- _STATED PROBLEM A_: According to the pigeon forum thread, at what age will a baby pigeon start flapping its wings?

- _SELECTED EXCERPT_:
►

Don't worry about asking questions. Someone will answer what ever you need to know. A baby will start flapping it's wings around 18 to 20 days old, but they aren't feathered enough to take off. They'll start practicing really flapping and lifting a few inches off of the ground around 25 days or so. Flying come natural to them and they figure it out. Just be careful about taking the bird outside loose. YOU might think they can't fly and all of the sudden, they'll take off.


----------



## little bird (Aug 11, 2006)

sylvanaleah, hold the pigeon in your cupped hands with his wings laying over the sides of your hands......raise your hands up to the height of your head then drop your hands to the height of your waist......watch what the little punkin' does with his wings when he thinks he is ''falling''.


----------



## sylvanaleah (Aug 5, 2008)

*Yay!*

This morning when I woke up, the little guy was running around the house and chirping his little head off. Im SO happy to see he's got more energy today. After we fed him, we took him outside in his box and he was chirping at all the other bird noises he heard. It was too cute.


----------



## Whitefeather (Sep 2, 2002)

Thanks for the update.
I'm glad to hear the little one is becoming so active. 

Please keep us posted.

Cindy


----------



## sylvanaleah (Aug 5, 2008)

*Too cute. I had to share.*

Ok, so we've come up with a name for our little one now, so now instead of caling it "him" all the time I cant now refer "him" to his name. We named him Punkie. I could go either way and hes got yellow down on either side of his head so it looks like hes got a double mohawk. Any ways, getting to my story, today I had a Dr.'s appointment so we left Punkie in his box on our front deck. When we came back, he had somehow bunched up the towel that was underneath him just so much that he could look out of the top. Well when Justin and I came up the drive way, he had his neck stretched out as far as he could, bobbing back and forth, and started chirping as loud as he could. I walked up to him and said hello, and he ignored me and continued to look for Justin (who was standing behind me). As soon as he saw him, he quiet right down. Now if Justin walks away from him, he'll chirp as loud as he can til he comes back. Justin is the one that feeds him, so I think Punkie may have an attachment to him.


----------



## Skyeking (Jan 17, 2003)

Yes, he has bonded to Justin.

I am hoping your front deck is closed off to predators??? ....as I would caution you about that, if it wasn't.


----------



## sylvanaleah (Aug 5, 2008)

Trees Gray said:


> Yes, he has bonded to Justin.
> 
> I am hoping your front deck is closed off to predators??? ....as I would caution you about that, if it wasn't.


Yes it is closed of, we have now also got him in a tightly sealed cage.


----------



## Dezirrae (Oct 6, 2007)

Welcome Sylvana  You're going to love it here on PT - it's a great group and loads of information... so never think twice about asking questions. Punkie sounds soooo cute and I'm real glad to read about the increased activity level. That squeeking is so endearing  Can you post some pictures (we love pictures  )? Let us know how he's doing today. And congratulations on being a Mommy yourself


----------

◄

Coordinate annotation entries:
►

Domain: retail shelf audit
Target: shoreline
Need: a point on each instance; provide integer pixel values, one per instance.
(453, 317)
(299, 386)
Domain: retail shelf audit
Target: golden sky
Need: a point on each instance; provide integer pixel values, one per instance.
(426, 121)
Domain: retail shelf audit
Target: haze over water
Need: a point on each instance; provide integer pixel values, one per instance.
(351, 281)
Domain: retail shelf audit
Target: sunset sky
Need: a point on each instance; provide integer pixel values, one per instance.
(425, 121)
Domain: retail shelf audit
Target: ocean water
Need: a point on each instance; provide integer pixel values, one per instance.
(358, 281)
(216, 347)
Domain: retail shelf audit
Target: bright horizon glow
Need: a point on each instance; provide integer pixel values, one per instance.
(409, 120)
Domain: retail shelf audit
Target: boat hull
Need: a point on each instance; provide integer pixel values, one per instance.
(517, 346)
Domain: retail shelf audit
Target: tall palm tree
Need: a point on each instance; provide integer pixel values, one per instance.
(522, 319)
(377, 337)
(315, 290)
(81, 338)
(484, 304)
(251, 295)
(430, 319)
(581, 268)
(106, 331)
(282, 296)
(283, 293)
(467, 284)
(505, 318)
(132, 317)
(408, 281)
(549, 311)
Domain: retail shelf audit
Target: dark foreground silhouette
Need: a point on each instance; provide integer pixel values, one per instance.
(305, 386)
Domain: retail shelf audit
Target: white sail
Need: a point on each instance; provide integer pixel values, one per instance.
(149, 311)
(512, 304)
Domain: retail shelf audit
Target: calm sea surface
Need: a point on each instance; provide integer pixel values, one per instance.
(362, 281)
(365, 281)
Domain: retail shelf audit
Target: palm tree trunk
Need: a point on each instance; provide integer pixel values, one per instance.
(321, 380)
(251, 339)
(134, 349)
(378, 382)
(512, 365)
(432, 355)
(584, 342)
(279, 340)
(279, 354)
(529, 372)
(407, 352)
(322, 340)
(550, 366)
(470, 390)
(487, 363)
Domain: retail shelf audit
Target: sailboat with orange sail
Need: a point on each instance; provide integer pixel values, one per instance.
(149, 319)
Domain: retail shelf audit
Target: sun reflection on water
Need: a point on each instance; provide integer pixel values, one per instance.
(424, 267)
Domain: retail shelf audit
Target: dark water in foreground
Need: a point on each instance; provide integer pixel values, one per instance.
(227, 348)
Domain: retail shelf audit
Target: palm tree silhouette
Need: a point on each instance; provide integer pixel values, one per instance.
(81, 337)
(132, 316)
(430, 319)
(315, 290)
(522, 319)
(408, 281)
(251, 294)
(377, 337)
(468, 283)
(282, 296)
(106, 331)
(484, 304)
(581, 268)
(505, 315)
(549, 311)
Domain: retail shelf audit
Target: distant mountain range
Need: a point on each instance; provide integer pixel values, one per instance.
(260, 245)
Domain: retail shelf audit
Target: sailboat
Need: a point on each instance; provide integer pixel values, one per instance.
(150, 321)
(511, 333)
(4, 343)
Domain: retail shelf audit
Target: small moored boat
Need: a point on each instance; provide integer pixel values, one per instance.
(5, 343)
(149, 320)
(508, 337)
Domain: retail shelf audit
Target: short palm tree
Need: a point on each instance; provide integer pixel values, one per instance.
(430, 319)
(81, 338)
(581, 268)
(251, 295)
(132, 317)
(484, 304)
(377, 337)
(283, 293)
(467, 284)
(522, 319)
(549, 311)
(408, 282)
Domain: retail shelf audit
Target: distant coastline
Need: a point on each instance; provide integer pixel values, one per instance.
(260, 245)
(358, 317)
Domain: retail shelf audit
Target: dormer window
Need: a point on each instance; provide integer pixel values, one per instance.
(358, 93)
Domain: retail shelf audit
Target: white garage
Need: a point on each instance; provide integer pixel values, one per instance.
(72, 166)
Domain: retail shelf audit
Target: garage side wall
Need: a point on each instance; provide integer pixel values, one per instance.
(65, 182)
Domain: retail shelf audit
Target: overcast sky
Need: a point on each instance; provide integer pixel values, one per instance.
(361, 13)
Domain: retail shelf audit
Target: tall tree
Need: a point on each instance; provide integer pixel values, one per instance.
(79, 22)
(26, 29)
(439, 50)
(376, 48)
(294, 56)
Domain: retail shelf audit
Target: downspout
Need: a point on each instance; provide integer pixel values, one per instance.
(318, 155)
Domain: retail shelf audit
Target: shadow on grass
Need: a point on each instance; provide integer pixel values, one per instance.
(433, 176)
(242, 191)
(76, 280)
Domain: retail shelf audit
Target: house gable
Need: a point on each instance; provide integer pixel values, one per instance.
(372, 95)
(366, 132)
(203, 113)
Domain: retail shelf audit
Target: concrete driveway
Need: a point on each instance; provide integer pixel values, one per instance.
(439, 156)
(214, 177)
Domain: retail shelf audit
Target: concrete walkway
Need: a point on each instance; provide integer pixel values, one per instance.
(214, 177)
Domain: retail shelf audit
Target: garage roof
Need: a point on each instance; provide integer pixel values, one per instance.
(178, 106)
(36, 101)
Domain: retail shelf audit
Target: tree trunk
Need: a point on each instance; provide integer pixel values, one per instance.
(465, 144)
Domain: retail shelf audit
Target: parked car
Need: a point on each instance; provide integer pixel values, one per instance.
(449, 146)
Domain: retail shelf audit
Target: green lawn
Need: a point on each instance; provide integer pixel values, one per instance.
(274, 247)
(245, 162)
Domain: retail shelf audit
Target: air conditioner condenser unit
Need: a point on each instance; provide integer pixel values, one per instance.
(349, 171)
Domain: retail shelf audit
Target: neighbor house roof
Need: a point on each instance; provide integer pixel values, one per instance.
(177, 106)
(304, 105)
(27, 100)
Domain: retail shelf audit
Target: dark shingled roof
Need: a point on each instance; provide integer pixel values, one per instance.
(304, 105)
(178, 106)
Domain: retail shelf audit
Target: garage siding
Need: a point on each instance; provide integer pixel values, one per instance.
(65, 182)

◄

- _STATED PROBLEM B_: Pull out every line of the listing above that contains the string "sailboat". Case counts.

- _COMPLETE RESPONSE A_: Around 18 to 20 days old.

- _COMPLETE RESPONSE B_:
Target: sailboat with orange sail
Target: sailboat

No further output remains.